WORK TO COMPLETE
Reproduce the data below with "every instance" changed to "all instances" wherever it occurs, keeping everything else the same. Leave the pictures out of your answer.

* * * * * * * * *

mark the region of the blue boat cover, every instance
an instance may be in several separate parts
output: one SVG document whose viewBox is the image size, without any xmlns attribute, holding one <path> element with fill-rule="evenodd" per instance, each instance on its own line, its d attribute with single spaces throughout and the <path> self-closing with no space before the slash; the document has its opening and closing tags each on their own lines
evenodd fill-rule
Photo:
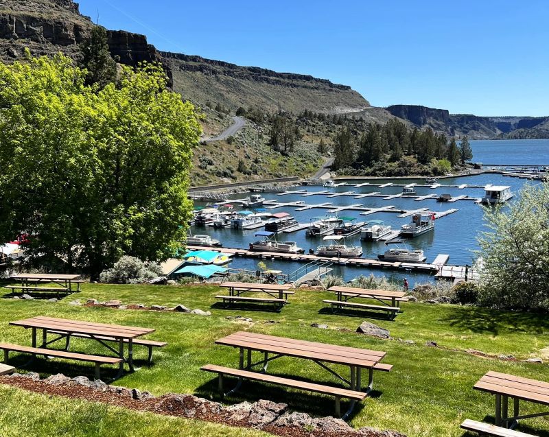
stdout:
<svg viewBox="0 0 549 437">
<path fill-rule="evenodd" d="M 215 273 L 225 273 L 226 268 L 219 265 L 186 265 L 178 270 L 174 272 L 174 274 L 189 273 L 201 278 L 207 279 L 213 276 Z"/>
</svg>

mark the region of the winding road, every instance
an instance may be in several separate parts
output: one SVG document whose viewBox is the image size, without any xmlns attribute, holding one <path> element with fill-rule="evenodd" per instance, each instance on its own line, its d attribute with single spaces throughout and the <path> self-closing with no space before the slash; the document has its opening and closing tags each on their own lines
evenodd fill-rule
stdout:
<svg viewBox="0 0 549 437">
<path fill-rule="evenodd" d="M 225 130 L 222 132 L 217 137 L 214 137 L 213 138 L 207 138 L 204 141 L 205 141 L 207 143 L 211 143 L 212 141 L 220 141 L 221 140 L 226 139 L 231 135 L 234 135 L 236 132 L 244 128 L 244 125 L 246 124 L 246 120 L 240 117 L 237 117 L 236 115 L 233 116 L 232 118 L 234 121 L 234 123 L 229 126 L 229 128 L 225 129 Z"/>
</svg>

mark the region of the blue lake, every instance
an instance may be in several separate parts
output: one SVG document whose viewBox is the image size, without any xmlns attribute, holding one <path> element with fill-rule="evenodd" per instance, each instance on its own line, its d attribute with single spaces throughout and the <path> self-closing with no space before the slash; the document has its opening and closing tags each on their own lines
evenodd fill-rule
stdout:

* * * * * * * * *

EXERCISE RESPONSE
mark the region of the blue boat cover, all instances
an instance may be in several separate parts
output: one SVG document whose viewBox is the image size, without any xmlns attribute, holding one <path> element with fill-rule="evenodd" per instance, each instance on its own line, its d attribute with single spaces throughout and the <path> self-closing with no space before the slash; the document has its opening and closing tags each on their own lines
evenodd fill-rule
Photo:
stdout:
<svg viewBox="0 0 549 437">
<path fill-rule="evenodd" d="M 215 273 L 225 273 L 226 268 L 219 265 L 186 265 L 178 270 L 174 272 L 174 274 L 189 273 L 201 278 L 207 279 L 213 276 Z"/>
</svg>

mark the region of the winding road, all instances
an instance may be in several separate parts
output: one SVG document whose viewBox is the image size, without any xmlns attribute, holding one <path> element with fill-rule="evenodd" per instance, each instance on its own line, its d attribute with single spaces throughout and the <path> self-closing with no space before the slash; the document has its opening and closing tags each on their own lines
evenodd fill-rule
stdout:
<svg viewBox="0 0 549 437">
<path fill-rule="evenodd" d="M 225 130 L 222 132 L 217 137 L 214 137 L 213 138 L 207 138 L 204 141 L 205 141 L 207 143 L 211 143 L 212 141 L 220 141 L 221 140 L 226 139 L 231 135 L 234 135 L 236 132 L 244 128 L 244 125 L 246 124 L 246 120 L 240 117 L 237 117 L 236 115 L 233 116 L 232 118 L 234 121 L 234 123 L 229 126 L 229 128 L 225 129 Z"/>
</svg>

mark the region of the blue lake, all instances
an instance may be in several separate parts
output: one SVG document whose viewBox is the image size, without any xmlns attribute, holding one <path> element with fill-rule="evenodd" per instance, each instance on its own line, its d attribute with single spaces throughout and the <path> self-closing with no space before the slash; the document has its opening and closing tags each on their own lines
evenodd fill-rule
stdout:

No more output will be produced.